_INPUT ROWS_
**********

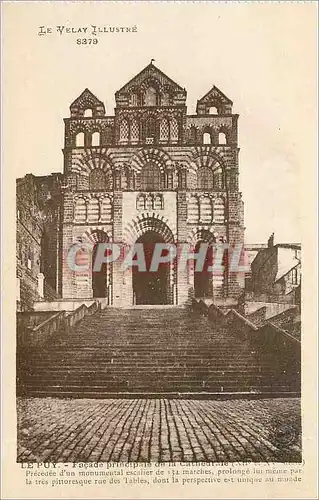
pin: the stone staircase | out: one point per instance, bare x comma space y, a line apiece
148, 351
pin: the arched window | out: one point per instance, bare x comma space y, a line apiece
149, 202
207, 138
93, 210
97, 180
218, 178
79, 139
222, 138
182, 175
106, 210
174, 130
150, 97
193, 210
80, 211
109, 179
219, 211
193, 134
124, 131
140, 202
164, 130
205, 209
213, 110
150, 129
150, 177
96, 139
294, 276
135, 131
134, 99
158, 202
169, 180
165, 101
126, 177
108, 135
205, 178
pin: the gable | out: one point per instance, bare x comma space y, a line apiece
87, 100
214, 98
151, 77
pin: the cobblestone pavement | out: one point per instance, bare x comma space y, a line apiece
121, 430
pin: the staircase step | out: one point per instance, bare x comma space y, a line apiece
134, 351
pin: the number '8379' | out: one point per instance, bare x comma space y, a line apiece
87, 41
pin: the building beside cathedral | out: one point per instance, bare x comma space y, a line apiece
150, 174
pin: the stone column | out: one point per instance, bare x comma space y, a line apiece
41, 285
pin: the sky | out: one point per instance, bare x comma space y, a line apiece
262, 56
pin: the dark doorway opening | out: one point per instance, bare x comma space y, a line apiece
99, 278
151, 287
203, 278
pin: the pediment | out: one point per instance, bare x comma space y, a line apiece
215, 94
151, 75
87, 100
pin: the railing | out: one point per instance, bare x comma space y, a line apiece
38, 335
284, 349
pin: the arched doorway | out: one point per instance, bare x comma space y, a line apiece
203, 286
151, 287
99, 276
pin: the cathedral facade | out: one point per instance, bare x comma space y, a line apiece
150, 174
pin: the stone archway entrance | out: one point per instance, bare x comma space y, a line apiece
203, 279
152, 287
100, 279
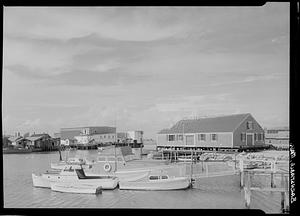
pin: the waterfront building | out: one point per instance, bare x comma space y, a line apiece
100, 138
87, 136
42, 141
67, 142
278, 137
135, 136
17, 141
237, 131
6, 142
56, 135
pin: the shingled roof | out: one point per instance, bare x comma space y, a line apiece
209, 124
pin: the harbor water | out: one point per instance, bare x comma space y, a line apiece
217, 193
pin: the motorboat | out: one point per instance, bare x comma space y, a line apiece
74, 174
72, 161
75, 188
156, 182
187, 158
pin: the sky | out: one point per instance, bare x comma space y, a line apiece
143, 68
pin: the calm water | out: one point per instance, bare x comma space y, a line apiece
19, 192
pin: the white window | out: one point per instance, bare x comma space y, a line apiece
202, 137
171, 137
214, 137
180, 137
259, 137
243, 137
249, 125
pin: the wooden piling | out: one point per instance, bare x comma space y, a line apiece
282, 194
286, 194
241, 173
272, 180
247, 191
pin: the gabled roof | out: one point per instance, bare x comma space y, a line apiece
38, 135
15, 139
209, 124
34, 138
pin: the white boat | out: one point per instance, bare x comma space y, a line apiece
156, 182
75, 188
74, 174
72, 161
185, 158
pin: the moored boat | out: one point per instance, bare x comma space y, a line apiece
74, 175
75, 188
156, 182
72, 161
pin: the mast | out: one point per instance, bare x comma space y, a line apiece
60, 158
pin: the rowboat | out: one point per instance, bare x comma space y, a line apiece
75, 188
156, 182
74, 175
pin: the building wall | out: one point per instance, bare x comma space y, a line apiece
135, 135
98, 138
242, 128
223, 140
104, 138
98, 130
69, 133
277, 133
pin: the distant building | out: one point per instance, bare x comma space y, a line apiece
5, 141
41, 141
56, 135
17, 140
121, 137
68, 142
89, 135
222, 132
135, 136
279, 137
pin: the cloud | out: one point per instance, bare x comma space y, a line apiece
30, 124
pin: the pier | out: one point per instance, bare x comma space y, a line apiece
247, 176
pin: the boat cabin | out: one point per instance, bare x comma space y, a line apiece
158, 177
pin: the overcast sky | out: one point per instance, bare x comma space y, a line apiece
143, 68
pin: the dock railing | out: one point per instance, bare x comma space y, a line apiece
247, 175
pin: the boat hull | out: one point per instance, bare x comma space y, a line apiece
168, 184
46, 180
75, 188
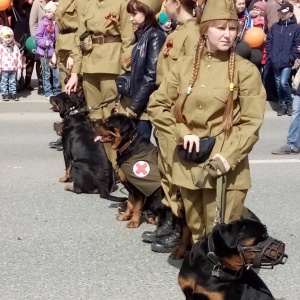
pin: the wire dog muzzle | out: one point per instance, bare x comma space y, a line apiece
267, 254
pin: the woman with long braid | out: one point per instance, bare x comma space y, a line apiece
214, 93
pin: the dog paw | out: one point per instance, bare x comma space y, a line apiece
122, 217
179, 252
133, 224
63, 179
69, 188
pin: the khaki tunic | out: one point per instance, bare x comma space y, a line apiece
66, 17
203, 111
105, 58
183, 41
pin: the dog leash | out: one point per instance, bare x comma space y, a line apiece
212, 166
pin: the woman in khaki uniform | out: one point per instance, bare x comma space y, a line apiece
111, 33
215, 93
180, 42
66, 17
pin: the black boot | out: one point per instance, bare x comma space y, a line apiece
168, 243
164, 230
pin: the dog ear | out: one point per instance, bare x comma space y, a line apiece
230, 233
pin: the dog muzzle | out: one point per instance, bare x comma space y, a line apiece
267, 254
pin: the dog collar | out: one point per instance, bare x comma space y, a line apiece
74, 111
126, 145
218, 270
213, 257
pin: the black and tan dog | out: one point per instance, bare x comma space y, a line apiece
219, 266
137, 168
86, 162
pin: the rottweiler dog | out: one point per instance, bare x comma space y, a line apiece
137, 168
86, 162
219, 267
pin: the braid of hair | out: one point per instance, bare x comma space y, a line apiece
227, 117
178, 107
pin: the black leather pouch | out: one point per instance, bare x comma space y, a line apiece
206, 146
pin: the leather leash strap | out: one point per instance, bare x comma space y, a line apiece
212, 166
106, 39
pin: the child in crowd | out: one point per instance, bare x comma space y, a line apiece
243, 15
45, 39
165, 22
282, 43
10, 64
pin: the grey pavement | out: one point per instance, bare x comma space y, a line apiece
58, 245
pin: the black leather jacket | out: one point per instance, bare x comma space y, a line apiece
144, 56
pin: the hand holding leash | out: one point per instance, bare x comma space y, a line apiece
19, 73
71, 86
69, 64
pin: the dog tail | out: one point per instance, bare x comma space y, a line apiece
114, 198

**********

Print out the lines exactly, skipping any picture.

pin: the stone staircase | out: one point per instance, bare x comma space y, a line apiece
148, 351
pin: the arched window | out: one point per instance, bare x comma space y, a line apiece
149, 202
207, 138
93, 210
97, 180
218, 178
79, 139
222, 138
182, 175
106, 210
174, 130
150, 97
193, 210
80, 211
109, 179
219, 211
193, 134
124, 131
140, 202
164, 130
205, 209
213, 110
150, 129
150, 177
96, 139
294, 276
135, 131
134, 99
158, 202
169, 180
165, 101
126, 177
108, 135
205, 178
pin: the gable | out: one point per instance, bare x comma space y, a line apiece
87, 100
214, 98
151, 77
pin: the cobblestone pavement | out: one point per instance, bare x comma space y, a line apiece
121, 430
pin: the staircase step | out: one point per instance, bare x comma space y, a line apiece
134, 351
pin: the number '8379' | out: one point per instance, bare x comma space y, a line apiece
87, 41
pin: the building beside cathedral | out: one point per instance, bare x comma space y, a line apiece
150, 174
pin: the stone column | out: one point per instance, bare x comma space y, a line apiece
41, 285
pin: the sky | out: one point per instance, bare x comma space y, a line apiece
262, 56
pin: the dark doorway opening | out: one point per instance, bare x comma space y, a line apiece
99, 278
151, 287
203, 278
pin: the pediment | out: one point per instance, bare x comma space y, a line apiece
215, 94
151, 75
87, 100
pin: the railing | out: one point per instance, bare x comma space y, a line apiece
38, 335
284, 349
pin: the arched doorway | out: one point per instance, bare x comma space y, a line apiece
203, 286
151, 287
99, 276
pin: the cathedral facade | out: one point per instance, bare x comma space y, a line apiece
150, 174
pin: the stone archway entrance | out: one point per instance, bare x comma space y, a line apiece
203, 279
152, 287
100, 279
pin: the waterfront building | out: one point per instance, bare x comma space y, a line apiece
100, 138
87, 136
42, 141
67, 142
278, 137
135, 136
17, 141
237, 131
6, 142
56, 135
pin: the shingled roof | out: one point per instance, bare x comma space y, a line apiece
209, 124
pin: the harbor water | out: one point per instance, bare x comma space y, a line apiece
217, 193
pin: the motorboat | out: one point per instance, bare x comma space y, a line apiece
74, 174
72, 161
75, 188
156, 182
187, 158
pin: the sky | out: one point per instance, bare x comma space y, a line apiece
143, 68
pin: the calm water | out: one point per instance, bare x comma space y, a line apiece
19, 192
pin: the white window | out: one point per instance, bare x comma space y, a line apiece
202, 137
171, 137
214, 137
180, 137
259, 137
243, 137
249, 125
pin: the wooden piling | out: one point per instance, bare x comma space y, a line apiece
282, 194
286, 194
241, 173
272, 180
247, 191
pin: the gabled roof | out: one point per instance, bare x comma space y, a line apiece
38, 135
15, 139
209, 124
34, 138
pin: the white boat | out: one point per instance, bare x comma space y, a line apiece
156, 182
75, 188
74, 174
72, 161
185, 158
pin: the moored boat | out: one point per instance, bare x comma space y, a line apiece
74, 175
75, 188
156, 182
72, 161
pin: the mast | out: one point per instance, bare x comma space y, a line apiece
60, 158
pin: the rowboat | out: one point per instance, bare x comma space y, a line apiece
75, 188
156, 182
74, 175
pin: the building wall | out: one point per instance, bare x comma space y, a line apiece
135, 135
98, 138
242, 128
223, 140
104, 138
98, 130
69, 133
277, 133
pin: the distant building | out: one point per instance, bare x comma space y, a line apiece
5, 141
41, 141
56, 135
17, 140
121, 137
68, 142
89, 135
222, 132
135, 136
279, 137
pin: the cloud | out: one point per instance, bare x comma space y, a line apiece
30, 124
pin: the pier | out: one point per instance, bare x comma space y, a line apiece
247, 176
pin: the boat cabin | out: one point per instance, bare x comma space y, a line apiece
158, 177
pin: the overcast sky | out: one point per instance, bare x comma space y, a line apiece
143, 68
pin: the dock railing | out: one point per instance, bare x comma space y, a line apiece
247, 175
pin: the boat hull | out: one point per instance, bare x comma space y, a line apiece
168, 184
46, 180
75, 188
pin: the wire dog muzzle | out: one point per instance, bare x comma space y, a line apiece
267, 254
pin: the woman with long braid | out: one point per instance, bare x comma space y, a line apiece
214, 93
pin: the dog paw | out: one point per instance, bare x comma space y, a line apiece
122, 217
179, 252
133, 224
63, 179
69, 188
pin: the khaki tunic | out: one point per instance, bare x comma space y, a line apiece
66, 17
203, 111
105, 58
183, 41
pin: the dog leash | out: one point per instance, bare x comma space y, a line apiece
212, 166
pin: the woman in khaki uniform | out: one point per instance, bare x comma space y, a line apiece
111, 33
215, 93
180, 42
66, 17
pin: the black boot | out: one point per instance, bare x comma space y, a line apiece
168, 243
164, 230
pin: the dog ear | out: one point per instance, bare x comma space y, a line apiece
230, 233
pin: the dog muzzle | out: one point per instance, bare x comma space y, a line apiece
267, 254
pin: the dog collar | out: one point per instance, bare x comma space y, a line apiece
74, 111
126, 145
218, 270
213, 257
pin: the black and tan dog | out: one point per instance, bare x comma space y, a line apiece
219, 266
137, 168
86, 162
pin: the rottweiler dog | out: one point per instance, bare x comma space y, a line apiece
137, 168
86, 162
219, 267
pin: the braid of hair | out: one point per instance, bare x comma space y, a line apiece
227, 117
178, 107
pin: the black leather pouch | out: one point per instance, bare x comma space y, a line apiece
206, 146
pin: the leather leash strap | out: one point per instance, bare x comma space y, a line apiece
212, 166
106, 39
pin: the child in crowd | out: one point per instance, bare x comma space y, a line apiece
243, 15
45, 39
165, 22
282, 43
10, 64
pin: the grey pavement | out: one point per instance, bare x comma space y, a line apiece
58, 245
pin: the black leather jacket | out: one point per instance, bare x comma space y, a line apiece
144, 56
pin: the hand holding leash | out: one point per instance, bare x comma space y, a line apiece
19, 73
71, 86
69, 64
pin: the dog tail | out: one point per instance, bare x comma space y, a line apiece
114, 198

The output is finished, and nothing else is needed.